• Texto fornecido
------------------------------------------------
Discurso durante a Sessão Deliberativa Ordinária, no Senado Federal

Considerações sobre a ascensão da primeira mulher, Sra. Michelle Bachelet, ao cargo de Presidente do Chile.

Autor
Jefferson Peres (PDT - Partido Democrático Trabalhista/AM)
Nome completo: José Jefferson Carpinteiro Peres
Casa
Senado Federal
Tipo
Discurso
Resumo por assunto
POLITICA INTERNACIONAL.:
  • Considerações sobre a ascensão da primeira mulher, Sra. Michelle Bachelet, ao cargo de Presidente do Chile.
Aparteantes
Gerson Camata, Marco Maciel, Rodolpho Tourinho.
Publicação
Publicação no DSF de 20/01/2006 - Página 1146
Assunto
Outros > POLITICA INTERNACIONAL.
Indexação
  • COMENTARIO, VITORIA, CANDIDATO ELEITO, MULHER, PRESIDENTE DE REPUBLICA ESTRANGEIRA, ANALISE, PROCESSO, DEMOCRACIA, ECONOMIA, PAIS ESTRANGEIRO, CHILE, RECICLAGEM, PARTIDO POLITICO, SOCIALISMO, AMBITO, POLITICA ECONOMICO FINANCEIRA, ELOGIO, ESTABILIDADE, CRESCIMENTO ECONOMICO, REDUÇÃO, POBREZA, INFERIORIDADE, CORRUPÇÃO, SUGESTÃO, CLASSE POLITICA, BRASIL, INTERCAMBIO, EXPERIENCIA.
  • ELOGIO, POLITICA EXTERNA, GOVERNO ESTRANGEIRO, CHILE, ESPECIFICAÇÃO, REFERENCIA, PAIS ESTRANGEIRO, ESTADOS UNIDOS DA AMERICA (EUA).

O SR. JEFFERSON PÉRES (PDT - AM. Pronuncia o seguinte discurso. Sem revisão do orador.) - Sr. Presidente, Srªs e Srs. Senadores, está sendo saudada com muito alegria a ascensão ao poder da Srª Michelle Bachelet, primeira mulher a ocupar o alto posto de Presidente da República no Chile.
------------------------------------------------
• Lista de tarefas
(1) Transcreva fielmente todas as linhas das entradas abaixo, da primeira à última, sem alterar nenhum caractere.
(2) Dê continuidade ao discurso sobre a ascensão de Michelle Bachelet à Presidência do Chile a partir da última frase apresentada.
------------------------------------------------
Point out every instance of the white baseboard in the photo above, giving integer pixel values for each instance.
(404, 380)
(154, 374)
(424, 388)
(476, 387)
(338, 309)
------------------------------------------------
• Conjunto de respostas
(1)
Point out every instance of the white baseboard in the photo above, giving integer pixel values for each instance.
(404, 380)
(154, 374)
(424, 388)
(476, 387)
(338, 309)

(2)
Sr. Presidente, ouvi aqui mesmo, no plenário deste Senado, manifestações de Senadoras saudando a vitória daquela política chilena. Para mim, é irrelevante se o novo Presidente do Chile é homem ou mulher. Importante seria que todos os Senadores e toda a classe política brasileira aproveitasse a eleição da Srª Michelle Bachelet para se debruçar sobre a experiência chilena. Ainda hoje, o Senador Roberto Saturnino, Presidente da Comissão de Relações Exteriores e Defesa Nacional, sugeriu um debate naquela Comissão a respeito do que se pode chamar de modelo chileno.

Sr. Presidente, V. Exª talvez vá à posse da Srª Michelle. Se V. Exª não conhece, permita-me a ousadia de recomendar-lhe que estenda um pouco mais a sua viagem ao Chile, uma semana. A imprensa dirá que V. Exª está fazendo turismo, certamente, mas isso é inevitável.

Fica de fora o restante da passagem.